Return only that part of the material below which starts with the line containing "Category: tall white candle" and goes on through the line containing "pixel 101 399", restated exactly.
***** Provided material *****
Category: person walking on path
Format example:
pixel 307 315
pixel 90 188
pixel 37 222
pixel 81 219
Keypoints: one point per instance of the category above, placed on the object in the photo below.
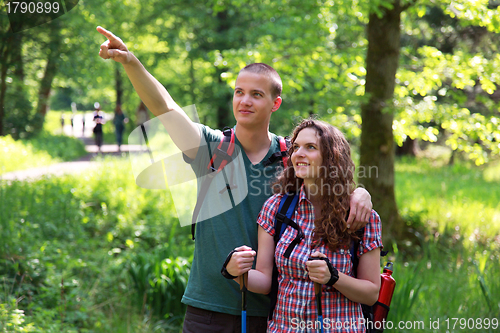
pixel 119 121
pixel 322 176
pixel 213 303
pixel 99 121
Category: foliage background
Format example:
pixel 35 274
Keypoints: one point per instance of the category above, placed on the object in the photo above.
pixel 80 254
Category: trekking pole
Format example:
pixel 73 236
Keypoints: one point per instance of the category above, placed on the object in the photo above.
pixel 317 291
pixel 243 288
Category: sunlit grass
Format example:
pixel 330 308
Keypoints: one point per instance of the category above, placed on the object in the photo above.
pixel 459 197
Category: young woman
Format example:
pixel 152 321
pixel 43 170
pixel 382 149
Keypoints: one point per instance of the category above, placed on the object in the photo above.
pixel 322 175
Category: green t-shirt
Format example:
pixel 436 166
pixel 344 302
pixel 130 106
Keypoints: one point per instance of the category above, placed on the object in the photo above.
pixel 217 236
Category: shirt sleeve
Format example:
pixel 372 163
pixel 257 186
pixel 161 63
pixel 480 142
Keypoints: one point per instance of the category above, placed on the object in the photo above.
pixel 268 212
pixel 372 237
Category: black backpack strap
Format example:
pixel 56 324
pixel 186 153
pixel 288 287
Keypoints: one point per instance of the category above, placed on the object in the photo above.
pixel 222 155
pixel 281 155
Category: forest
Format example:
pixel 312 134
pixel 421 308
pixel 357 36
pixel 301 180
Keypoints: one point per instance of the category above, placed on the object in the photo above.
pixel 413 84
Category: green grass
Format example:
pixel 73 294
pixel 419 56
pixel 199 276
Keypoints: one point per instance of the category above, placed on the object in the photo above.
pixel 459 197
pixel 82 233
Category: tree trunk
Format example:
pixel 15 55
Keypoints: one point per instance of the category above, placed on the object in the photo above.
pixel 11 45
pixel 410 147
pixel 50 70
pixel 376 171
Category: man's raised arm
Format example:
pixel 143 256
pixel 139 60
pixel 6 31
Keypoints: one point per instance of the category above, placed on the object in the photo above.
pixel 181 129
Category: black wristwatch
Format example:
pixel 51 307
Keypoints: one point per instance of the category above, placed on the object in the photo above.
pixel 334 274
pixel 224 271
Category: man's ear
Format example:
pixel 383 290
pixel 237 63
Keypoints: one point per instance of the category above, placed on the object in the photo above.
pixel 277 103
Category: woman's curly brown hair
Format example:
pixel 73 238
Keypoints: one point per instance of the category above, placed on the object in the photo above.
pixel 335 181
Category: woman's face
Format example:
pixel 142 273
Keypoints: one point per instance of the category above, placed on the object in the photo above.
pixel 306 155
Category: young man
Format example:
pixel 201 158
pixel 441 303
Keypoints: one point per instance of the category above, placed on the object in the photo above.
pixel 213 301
*****
***** Provided material *****
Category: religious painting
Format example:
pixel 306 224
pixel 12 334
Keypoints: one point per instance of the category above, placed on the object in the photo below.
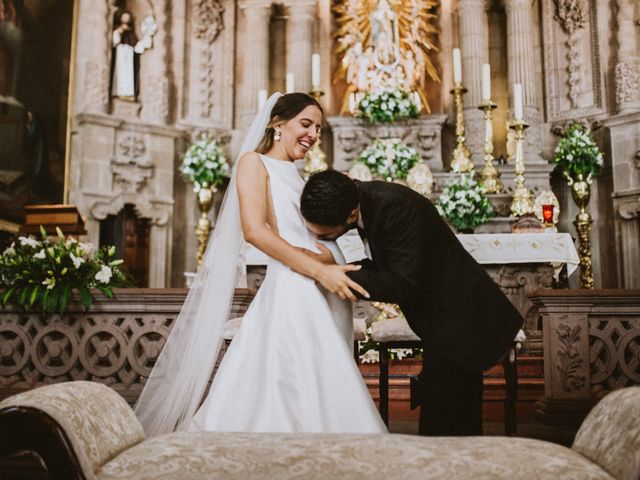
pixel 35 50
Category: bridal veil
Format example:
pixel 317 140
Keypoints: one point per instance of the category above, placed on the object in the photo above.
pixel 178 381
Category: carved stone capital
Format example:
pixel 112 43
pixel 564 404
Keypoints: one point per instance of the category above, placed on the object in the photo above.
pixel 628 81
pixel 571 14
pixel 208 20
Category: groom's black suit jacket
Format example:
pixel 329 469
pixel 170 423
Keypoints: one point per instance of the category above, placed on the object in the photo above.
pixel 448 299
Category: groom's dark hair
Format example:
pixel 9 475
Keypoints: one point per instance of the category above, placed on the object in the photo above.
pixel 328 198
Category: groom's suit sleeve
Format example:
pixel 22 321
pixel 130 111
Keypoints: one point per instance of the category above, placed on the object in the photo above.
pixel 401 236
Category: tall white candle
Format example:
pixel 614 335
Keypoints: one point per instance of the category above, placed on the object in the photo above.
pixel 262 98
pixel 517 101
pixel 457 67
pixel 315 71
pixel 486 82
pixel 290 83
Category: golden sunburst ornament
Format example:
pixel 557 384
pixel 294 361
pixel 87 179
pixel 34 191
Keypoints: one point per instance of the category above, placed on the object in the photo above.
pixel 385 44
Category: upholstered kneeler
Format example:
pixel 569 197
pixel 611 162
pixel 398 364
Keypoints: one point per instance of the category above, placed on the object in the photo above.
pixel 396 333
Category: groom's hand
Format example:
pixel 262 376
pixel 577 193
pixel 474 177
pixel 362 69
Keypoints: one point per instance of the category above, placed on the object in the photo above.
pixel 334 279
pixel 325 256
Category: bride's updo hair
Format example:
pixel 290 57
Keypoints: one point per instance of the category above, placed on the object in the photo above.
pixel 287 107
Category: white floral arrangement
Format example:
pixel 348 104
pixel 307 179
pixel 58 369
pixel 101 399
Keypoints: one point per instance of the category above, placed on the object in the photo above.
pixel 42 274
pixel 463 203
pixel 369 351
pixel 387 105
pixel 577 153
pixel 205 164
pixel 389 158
*****
***** Provided material *****
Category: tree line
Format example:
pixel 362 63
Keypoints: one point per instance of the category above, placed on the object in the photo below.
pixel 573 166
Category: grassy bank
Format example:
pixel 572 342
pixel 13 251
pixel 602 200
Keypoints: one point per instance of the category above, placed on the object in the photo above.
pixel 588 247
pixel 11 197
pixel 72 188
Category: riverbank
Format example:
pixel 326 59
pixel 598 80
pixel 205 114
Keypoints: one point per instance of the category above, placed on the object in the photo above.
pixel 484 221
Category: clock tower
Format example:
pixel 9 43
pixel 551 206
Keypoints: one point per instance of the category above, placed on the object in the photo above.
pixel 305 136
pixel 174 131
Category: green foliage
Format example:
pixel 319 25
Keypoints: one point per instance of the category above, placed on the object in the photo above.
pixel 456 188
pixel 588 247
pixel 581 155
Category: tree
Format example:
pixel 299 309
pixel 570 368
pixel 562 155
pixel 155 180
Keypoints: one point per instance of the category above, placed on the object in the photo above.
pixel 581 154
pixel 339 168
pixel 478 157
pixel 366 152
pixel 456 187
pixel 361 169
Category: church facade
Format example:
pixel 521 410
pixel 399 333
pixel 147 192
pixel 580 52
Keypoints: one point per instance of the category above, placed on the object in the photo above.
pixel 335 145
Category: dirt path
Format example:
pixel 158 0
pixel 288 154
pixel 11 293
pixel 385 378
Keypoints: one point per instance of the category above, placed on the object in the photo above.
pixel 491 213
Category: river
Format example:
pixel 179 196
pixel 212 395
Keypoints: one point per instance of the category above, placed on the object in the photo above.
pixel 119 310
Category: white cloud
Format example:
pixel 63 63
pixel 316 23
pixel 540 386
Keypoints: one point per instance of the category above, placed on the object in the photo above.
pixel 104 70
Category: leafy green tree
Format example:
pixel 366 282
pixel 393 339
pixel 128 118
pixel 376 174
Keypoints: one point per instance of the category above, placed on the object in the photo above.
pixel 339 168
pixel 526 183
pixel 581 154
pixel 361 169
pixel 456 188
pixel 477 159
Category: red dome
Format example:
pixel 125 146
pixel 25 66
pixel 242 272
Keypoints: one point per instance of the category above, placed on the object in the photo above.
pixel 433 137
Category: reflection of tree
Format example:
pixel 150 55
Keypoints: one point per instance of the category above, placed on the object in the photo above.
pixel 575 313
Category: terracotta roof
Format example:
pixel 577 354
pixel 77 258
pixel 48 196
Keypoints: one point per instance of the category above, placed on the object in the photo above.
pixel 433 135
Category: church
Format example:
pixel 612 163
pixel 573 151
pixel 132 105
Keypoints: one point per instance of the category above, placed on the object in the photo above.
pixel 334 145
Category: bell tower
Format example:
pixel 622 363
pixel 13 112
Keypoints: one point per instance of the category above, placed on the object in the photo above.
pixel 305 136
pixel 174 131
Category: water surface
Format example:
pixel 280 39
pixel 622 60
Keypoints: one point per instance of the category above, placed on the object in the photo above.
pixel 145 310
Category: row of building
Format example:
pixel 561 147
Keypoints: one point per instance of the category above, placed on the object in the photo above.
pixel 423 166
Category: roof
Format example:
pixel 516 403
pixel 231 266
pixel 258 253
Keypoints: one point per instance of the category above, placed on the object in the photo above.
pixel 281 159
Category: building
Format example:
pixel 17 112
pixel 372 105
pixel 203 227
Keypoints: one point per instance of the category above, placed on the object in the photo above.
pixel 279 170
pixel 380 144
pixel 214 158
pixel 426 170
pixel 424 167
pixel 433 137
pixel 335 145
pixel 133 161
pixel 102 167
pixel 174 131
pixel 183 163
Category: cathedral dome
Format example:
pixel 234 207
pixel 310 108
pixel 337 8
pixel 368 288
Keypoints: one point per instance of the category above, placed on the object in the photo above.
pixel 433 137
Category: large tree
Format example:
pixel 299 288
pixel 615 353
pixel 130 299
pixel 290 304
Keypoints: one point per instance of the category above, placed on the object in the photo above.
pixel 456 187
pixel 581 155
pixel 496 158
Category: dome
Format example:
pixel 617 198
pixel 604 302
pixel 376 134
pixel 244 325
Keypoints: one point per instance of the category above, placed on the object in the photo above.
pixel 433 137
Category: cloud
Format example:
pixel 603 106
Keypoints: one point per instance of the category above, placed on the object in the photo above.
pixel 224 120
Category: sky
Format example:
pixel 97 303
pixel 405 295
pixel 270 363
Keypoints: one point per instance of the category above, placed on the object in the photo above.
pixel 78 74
*****
**Answer space**
Category: tall white candle
Format example:
pixel 614 335
Keypoints: one point per instance of the category above, placed on the object in the photo above.
pixel 262 98
pixel 517 101
pixel 457 67
pixel 315 71
pixel 486 82
pixel 290 83
Category: golden sunburst ornament
Format example:
pixel 557 384
pixel 294 361
pixel 87 179
pixel 34 191
Keypoints: one point per instance of the category above, placed on the object in the photo above.
pixel 385 44
Category: upholstered kneeler
Format example:
pixel 569 197
pixel 611 162
pixel 398 364
Keypoints: one point per instance of the category above, placed on the object in the photo above.
pixel 396 333
Category: groom's hand
Format example:
pixel 262 376
pixel 577 193
pixel 474 177
pixel 362 69
Keypoints: one point per instance of the category above, placed on the object in the photo above.
pixel 334 279
pixel 325 256
Category: bride's updo hair
Format example:
pixel 290 57
Keypoints: one point per instance of the category above, placed on the object in the photo above.
pixel 287 107
Category: white floral arrangement
Format example:
pixel 348 104
pixel 307 179
pixel 58 369
pixel 101 399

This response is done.